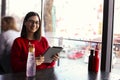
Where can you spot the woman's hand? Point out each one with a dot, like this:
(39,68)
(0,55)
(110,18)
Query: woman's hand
(55,57)
(39,60)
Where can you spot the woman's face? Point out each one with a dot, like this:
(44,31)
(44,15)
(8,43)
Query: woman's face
(32,24)
(4,26)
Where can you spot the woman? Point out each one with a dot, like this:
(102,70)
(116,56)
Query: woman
(9,33)
(31,32)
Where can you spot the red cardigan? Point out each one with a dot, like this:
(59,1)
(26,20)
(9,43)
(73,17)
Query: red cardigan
(19,53)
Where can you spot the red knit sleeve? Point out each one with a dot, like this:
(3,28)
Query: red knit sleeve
(17,64)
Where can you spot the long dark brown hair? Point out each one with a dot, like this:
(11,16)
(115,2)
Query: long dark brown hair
(37,34)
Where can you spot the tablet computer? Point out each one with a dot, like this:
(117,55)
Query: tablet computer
(50,52)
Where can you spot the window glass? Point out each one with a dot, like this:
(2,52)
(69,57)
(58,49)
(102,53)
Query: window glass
(116,39)
(76,25)
(19,8)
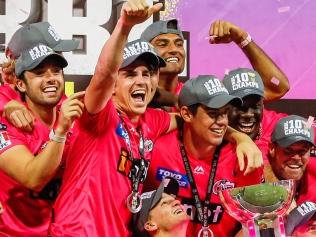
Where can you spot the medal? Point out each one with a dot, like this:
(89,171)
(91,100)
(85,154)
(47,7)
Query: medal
(205,232)
(134,202)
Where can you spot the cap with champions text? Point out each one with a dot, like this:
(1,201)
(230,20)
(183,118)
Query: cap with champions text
(299,216)
(149,201)
(141,49)
(161,27)
(31,58)
(32,34)
(292,129)
(242,82)
(207,90)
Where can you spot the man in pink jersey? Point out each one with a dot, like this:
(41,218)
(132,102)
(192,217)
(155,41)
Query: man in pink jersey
(289,155)
(29,160)
(108,160)
(161,214)
(168,40)
(251,118)
(24,38)
(195,157)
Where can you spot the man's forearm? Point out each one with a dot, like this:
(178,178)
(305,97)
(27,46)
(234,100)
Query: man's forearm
(275,81)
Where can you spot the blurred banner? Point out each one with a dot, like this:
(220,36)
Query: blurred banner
(285,29)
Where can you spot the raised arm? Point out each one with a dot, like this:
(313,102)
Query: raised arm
(102,83)
(275,81)
(35,171)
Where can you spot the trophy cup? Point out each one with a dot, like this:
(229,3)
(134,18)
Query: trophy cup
(260,208)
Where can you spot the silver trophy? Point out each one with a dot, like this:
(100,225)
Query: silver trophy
(260,208)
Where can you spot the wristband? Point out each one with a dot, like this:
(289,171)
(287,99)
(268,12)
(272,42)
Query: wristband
(245,42)
(56,138)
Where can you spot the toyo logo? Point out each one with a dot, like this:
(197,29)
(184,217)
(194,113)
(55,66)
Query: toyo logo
(222,185)
(181,178)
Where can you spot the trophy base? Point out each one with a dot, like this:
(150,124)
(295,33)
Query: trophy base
(273,228)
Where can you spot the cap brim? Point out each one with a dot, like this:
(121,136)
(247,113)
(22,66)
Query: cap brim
(61,61)
(149,57)
(222,100)
(168,185)
(287,141)
(66,45)
(245,92)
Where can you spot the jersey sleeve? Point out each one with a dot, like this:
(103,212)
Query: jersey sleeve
(10,137)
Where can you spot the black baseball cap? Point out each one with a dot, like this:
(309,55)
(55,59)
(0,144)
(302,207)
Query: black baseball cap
(161,27)
(150,200)
(242,82)
(141,49)
(32,34)
(292,129)
(31,58)
(207,90)
(299,216)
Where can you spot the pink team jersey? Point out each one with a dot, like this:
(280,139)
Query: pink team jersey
(7,93)
(26,213)
(269,120)
(95,185)
(167,161)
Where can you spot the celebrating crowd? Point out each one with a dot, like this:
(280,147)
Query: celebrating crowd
(139,153)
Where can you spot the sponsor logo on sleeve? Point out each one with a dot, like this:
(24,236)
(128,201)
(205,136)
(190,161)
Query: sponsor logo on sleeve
(181,178)
(222,185)
(4,140)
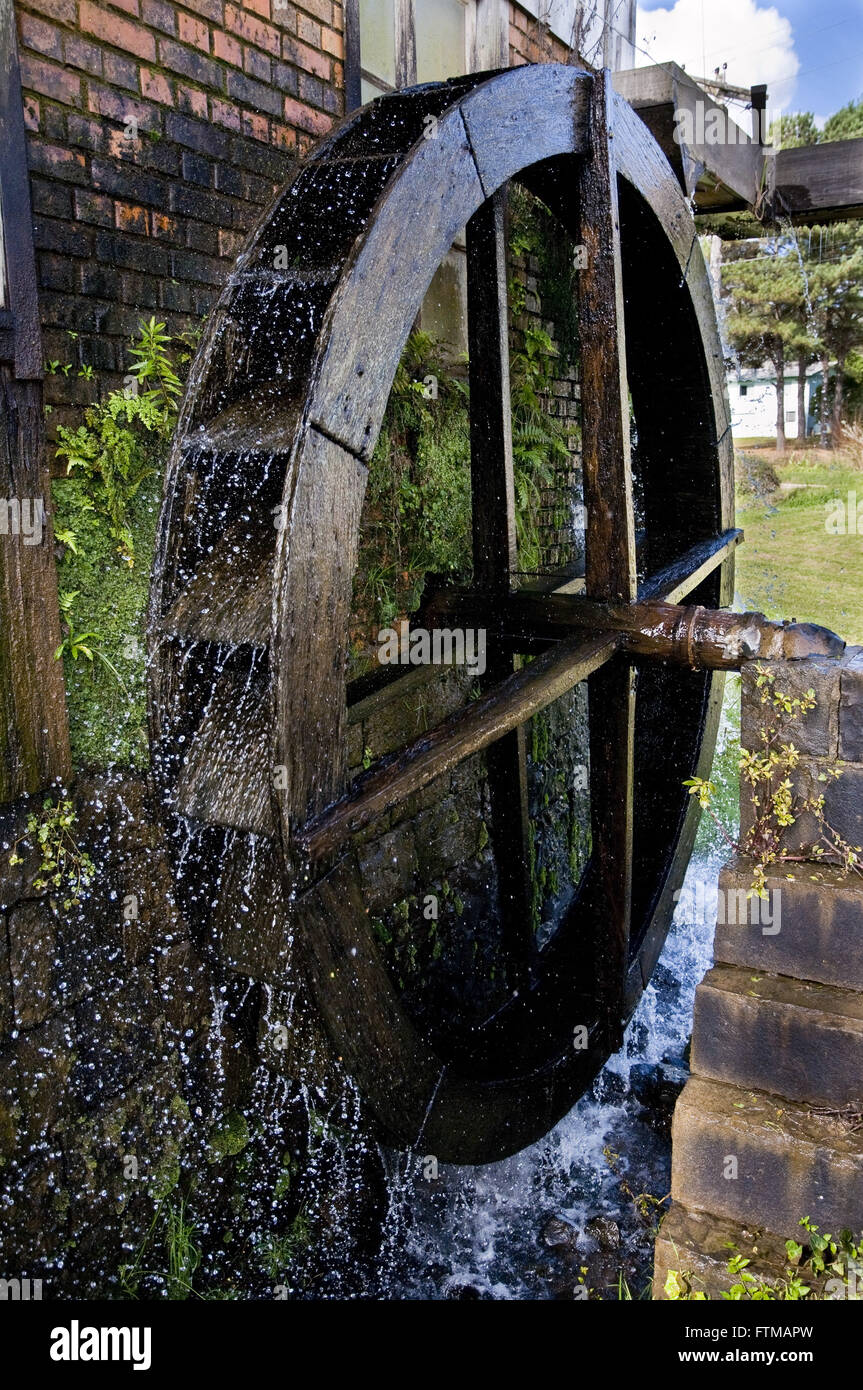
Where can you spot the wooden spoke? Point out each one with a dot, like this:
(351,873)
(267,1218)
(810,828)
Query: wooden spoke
(495,558)
(681,634)
(674,581)
(464,733)
(612,708)
(610,570)
(610,565)
(249,709)
(492,491)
-------
• [Stated goal]: Could you recast every line of the records above as a Markdown table with the columns Row and Line, leaving out blank lines and the pictures?

• [Written response]:
| Row | Line |
|---|---|
| 1 | Where can you spot the woman's hand? Point out each one with a dot, like this: |
| 2 | (39,68) |
| 3 | (0,55) |
| 4 | (110,18) |
| 5 | Query: woman's hand |
| 6 | (55,57) |
| 7 | (39,60) |
| 8 | Where can you spot the woman's face? Point out each one with a dot, like this: |
| 9 | (44,31) |
| 10 | (44,15) |
| 11 | (8,43) |
| 12 | Query: woman's face |
| 13 | (32,24) |
| 14 | (4,26) |
| 15 | Where can you spot the woman? Point out each one with a dot, like this: |
| 16 | (102,70) |
| 17 | (116,56) |
| 18 | Query: woman |
| 19 | (9,33) |
| 20 | (31,32) |
| 21 | Where can you spot the red cardigan? Point out each one with a dot, like this: |
| 22 | (59,1) |
| 23 | (26,20) |
| 24 | (9,43) |
| 25 | (73,17) |
| 26 | Query: red cardigan |
| 27 | (19,53) |
| 28 | Where can you spot the red knit sleeve? Point out each one with a dot, like this: |
| 29 | (3,28) |
| 30 | Query: red knit sleeve |
| 31 | (17,64) |
| 32 | Where can you spot the long dark brown hair? Point out each one with a dot, like this: |
| 33 | (11,16) |
| 34 | (115,2) |
| 35 | Query: long dark brown hair |
| 36 | (37,34) |
| 37 | Where can you spot the tablet computer? Point out each one with a dot, like this: |
| 38 | (117,55) |
| 39 | Query: tablet computer |
| 40 | (50,52) |
| 41 | Where can you spot the window glass? Point out each one with a dot, like this: |
| 42 | (2,52) |
| 43 | (69,57) |
| 44 | (58,49) |
| 45 | (102,53) |
| 46 | Query: window glass |
| 47 | (116,39) |
| 48 | (76,25) |
| 49 | (19,8) |
| 50 | Where can you spot the medal? Point out each one with a dot, like this: |
| 51 | (89,171) |
| 52 | (91,100) |
| 53 | (85,154) |
| 54 | (47,7) |
| 55 | Query: medal |
| 56 | (205,232) |
| 57 | (134,202) |
| 58 | Where can you spot the cap with champions text? Point out each one with a dot, like this: |
| 59 | (1,201) |
| 60 | (230,20) |
| 61 | (183,118) |
| 62 | Query: cap with champions text |
| 63 | (299,216) |
| 64 | (149,201) |
| 65 | (141,49) |
| 66 | (161,27) |
| 67 | (31,58) |
| 68 | (32,34) |
| 69 | (292,129) |
| 70 | (242,82) |
| 71 | (207,90) |
| 72 | Where can you spot the man in pink jersey? Point out each one with a dot, like this: |
| 73 | (41,218) |
| 74 | (132,102) |
| 75 | (192,217) |
| 76 | (155,41) |
| 77 | Query: man in pink jersey |
| 78 | (289,155) |
| 79 | (29,160) |
| 80 | (108,160) |
| 81 | (161,214) |
| 82 | (168,40) |
| 83 | (251,118) |
| 84 | (24,38) |
| 85 | (195,157) |
| 86 | Where can you spot the man's forearm? Point out each one with a dot, like this: |
| 87 | (178,178) |
| 88 | (305,97) |
| 89 | (27,46) |
| 90 | (234,100) |
| 91 | Query: man's forearm |
| 92 | (275,81) |
| 93 | Where can you spot the blurred banner? Point out each one with a dot, like this: |
| 94 | (220,36) |
| 95 | Query: blurred banner |
| 96 | (285,29) |
| 97 | Where can you spot the raised arm? Point out each one with a dot, like this: |
| 98 | (313,102) |
| 99 | Query: raised arm |
| 100 | (102,83) |
| 101 | (275,81) |
| 102 | (35,171) |
| 103 | Where can you spot the trophy cup? Point out each one with a dot, like this: |
| 104 | (229,3) |
| 105 | (134,18) |
| 106 | Query: trophy cup |
| 107 | (260,208) |
| 108 | Where can you spot the silver trophy? Point out each one with a dot, like this: |
| 109 | (100,225) |
| 110 | Query: silver trophy |
| 111 | (260,208) |
| 112 | Where can you spot the wristband? Point out each one with a dot, like this: |
| 113 | (289,171) |
| 114 | (287,99) |
| 115 | (268,12) |
| 116 | (272,42) |
| 117 | Query: wristband |
| 118 | (245,42) |
| 119 | (56,138) |
| 120 | Where can you spot the toyo logo? Point out each one with a dot, like this: |
| 121 | (197,29) |
| 122 | (184,217) |
| 123 | (194,113) |
| 124 | (55,66) |
| 125 | Query: toyo logo |
| 126 | (222,185) |
| 127 | (181,178) |
| 128 | Where can you spot the trophy base? Point out each one with a dot, like this: |
| 129 | (150,124) |
| 130 | (295,33) |
| 131 | Query: trophy base |
| 132 | (273,228) |
| 133 | Where can you spot the cap brim? Point out each one with a dot, like this: |
| 134 | (121,136) |
| 135 | (247,113) |
| 136 | (22,66) |
| 137 | Query: cap brim |
| 138 | (61,61) |
| 139 | (149,57) |
| 140 | (222,100) |
| 141 | (168,185) |
| 142 | (287,141) |
| 143 | (66,45) |
| 144 | (245,92) |
| 145 | Where can you spot the jersey sleeve? Point out each one with a dot, like this: |
| 146 | (103,212) |
| 147 | Query: jersey sleeve |
| 148 | (10,137) |
| 149 | Where can you spot the black baseball cap? Point out each one with a dot, like this: |
| 150 | (309,55) |
| 151 | (55,59) |
| 152 | (0,144) |
| 153 | (302,207) |
| 154 | Query: black baseball cap |
| 155 | (161,27) |
| 156 | (150,200) |
| 157 | (242,82) |
| 158 | (141,49) |
| 159 | (32,34) |
| 160 | (292,129) |
| 161 | (31,58) |
| 162 | (207,90) |
| 163 | (299,216) |
| 164 | Where can you spot the pink team jersey? Point out each one with a dot, like this: |
| 165 | (280,139) |
| 166 | Query: pink team jersey |
| 167 | (7,93) |
| 168 | (26,213) |
| 169 | (269,120) |
| 170 | (95,185) |
| 171 | (167,161) |
| 172 | Where can you spot the celebrating crowd? Point out each one with a dot, like this: |
| 173 | (280,147) |
| 174 | Query: celebrating crowd |
| 175 | (139,153) |
| 176 | Where can you spot the sponsor logo on sleeve? Point out each one with a dot, like this: |
| 177 | (24,236) |
| 178 | (128,201) |
| 179 | (205,136) |
| 180 | (190,161) |
| 181 | Query: sponsor logo on sleeve |
| 182 | (181,178) |
| 183 | (222,185) |
| 184 | (4,140) |
| 185 | Where can you spot the wooden spoke? Point out each one with a dot, like this: |
| 186 | (351,873) |
| 187 | (267,1218) |
| 188 | (810,828) |
| 189 | Query: wooden spoke |
| 190 | (495,558) |
| 191 | (681,634) |
| 192 | (674,581) |
| 193 | (464,733) |
| 194 | (612,708) |
| 195 | (610,570) |
| 196 | (610,565) |
| 197 | (249,709) |
| 198 | (492,491) |